> **WORK INSTRUCTION**
Answer these questions using the article about Guerra's fight against deportation.
(a) What document could Guerra show when asked for documentation after her car accident?
(b) To whom, and at what address, was the I589 form delivered?
(c) What did Congressman Adriano Espaillat call any meeting with ICE agents?

*** SELECTED TEXT Section Begins ***

Before this development, Guerra worked in a factory constructing chords that would be used for cellos. Now she relies on the kindness of the church and the community for shelter, child care and food. Her children had just come back from a doctor’s appointment when she spoke to the AmNews.

It all began five years ago when Guerra got into a car accident. When asked to provide documentation, she could only show her Guatemalan passport. Although she’s dealt with the threat of deportation ever since—immigration officials have been keeping close watch over her—the rhetoric and practices of the Trump administration have made that threat a reality.

Guerra has found support among high-profile public officials. Monday, at Foley Square in lower Manhattan, a news conference led by New York City Council Member Ydanis Rodriguez and other elected officials not only involved declarations of support but also the delivery of an I589 form to immigration officials at 26 Federal Plaza. The I589 form is a request for asylum.

During the news conference, Rodriguez compared Guerra’s plight to Rosa Parks.

“When she was told to sit in the back of the bus, Rosa Parks said no,” said Rodriguez to reporters. “When Amanda was told that she had to get a flight back to Guatemala, a nation that is infested with a lot of drugs and crime, she said no … It is unfair to ask Amanda [to] get a ticket and go back to [her] country.”

New York Congressman Adriano Espaillat attended Monday’s news conference as well, calling any meeting with ICE agents a “dead-end tunnel” for undocumented immigrants.

*** SELECTED TEXT Section Ends ***
*** STUDY MATERIAL Section Begins ***

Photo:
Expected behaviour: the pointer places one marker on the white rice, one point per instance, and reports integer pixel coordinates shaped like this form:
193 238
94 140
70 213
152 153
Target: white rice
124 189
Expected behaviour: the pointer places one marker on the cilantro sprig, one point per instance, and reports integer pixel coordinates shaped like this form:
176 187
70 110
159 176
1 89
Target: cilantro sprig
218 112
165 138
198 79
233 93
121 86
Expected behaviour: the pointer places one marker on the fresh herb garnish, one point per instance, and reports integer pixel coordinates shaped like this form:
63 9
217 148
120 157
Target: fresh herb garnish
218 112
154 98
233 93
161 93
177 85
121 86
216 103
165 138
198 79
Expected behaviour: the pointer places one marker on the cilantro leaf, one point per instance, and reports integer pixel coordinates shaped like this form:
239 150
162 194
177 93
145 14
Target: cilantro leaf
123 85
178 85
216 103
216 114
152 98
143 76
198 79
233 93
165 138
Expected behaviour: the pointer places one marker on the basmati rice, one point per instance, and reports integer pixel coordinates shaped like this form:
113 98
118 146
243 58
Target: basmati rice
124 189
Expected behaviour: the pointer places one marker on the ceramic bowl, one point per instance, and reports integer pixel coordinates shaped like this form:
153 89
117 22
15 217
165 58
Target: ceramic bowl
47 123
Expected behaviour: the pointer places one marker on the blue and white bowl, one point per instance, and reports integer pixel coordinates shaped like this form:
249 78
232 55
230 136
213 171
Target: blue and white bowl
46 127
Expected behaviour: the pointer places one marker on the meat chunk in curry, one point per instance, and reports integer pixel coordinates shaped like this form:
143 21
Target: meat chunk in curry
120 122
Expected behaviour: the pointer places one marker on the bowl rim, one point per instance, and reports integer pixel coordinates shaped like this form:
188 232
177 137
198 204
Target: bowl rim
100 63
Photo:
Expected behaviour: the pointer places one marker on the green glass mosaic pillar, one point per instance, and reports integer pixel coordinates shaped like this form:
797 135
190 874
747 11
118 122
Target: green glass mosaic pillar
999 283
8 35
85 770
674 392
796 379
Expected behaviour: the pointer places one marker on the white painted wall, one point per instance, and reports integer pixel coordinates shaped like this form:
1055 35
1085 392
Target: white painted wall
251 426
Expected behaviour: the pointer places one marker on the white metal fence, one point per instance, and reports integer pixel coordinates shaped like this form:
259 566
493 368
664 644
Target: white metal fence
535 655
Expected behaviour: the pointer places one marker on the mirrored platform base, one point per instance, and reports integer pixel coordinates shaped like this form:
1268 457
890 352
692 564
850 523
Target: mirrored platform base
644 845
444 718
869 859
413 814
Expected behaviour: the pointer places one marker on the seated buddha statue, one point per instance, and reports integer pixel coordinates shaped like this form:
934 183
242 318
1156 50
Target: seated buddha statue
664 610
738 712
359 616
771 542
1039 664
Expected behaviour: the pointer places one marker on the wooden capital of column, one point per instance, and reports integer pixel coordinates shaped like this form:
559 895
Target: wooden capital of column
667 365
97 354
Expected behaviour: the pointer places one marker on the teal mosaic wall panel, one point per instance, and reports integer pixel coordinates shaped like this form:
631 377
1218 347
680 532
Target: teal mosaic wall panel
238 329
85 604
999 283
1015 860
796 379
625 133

*** STUDY MATERIAL Section Ends ***

> **ANSWER SECTION**
(a) Her Guatemalan passport.
(b) To immigration officials at 26 Federal Plaza.
(c) A "dead-end tunnel" for undocumented immigrants.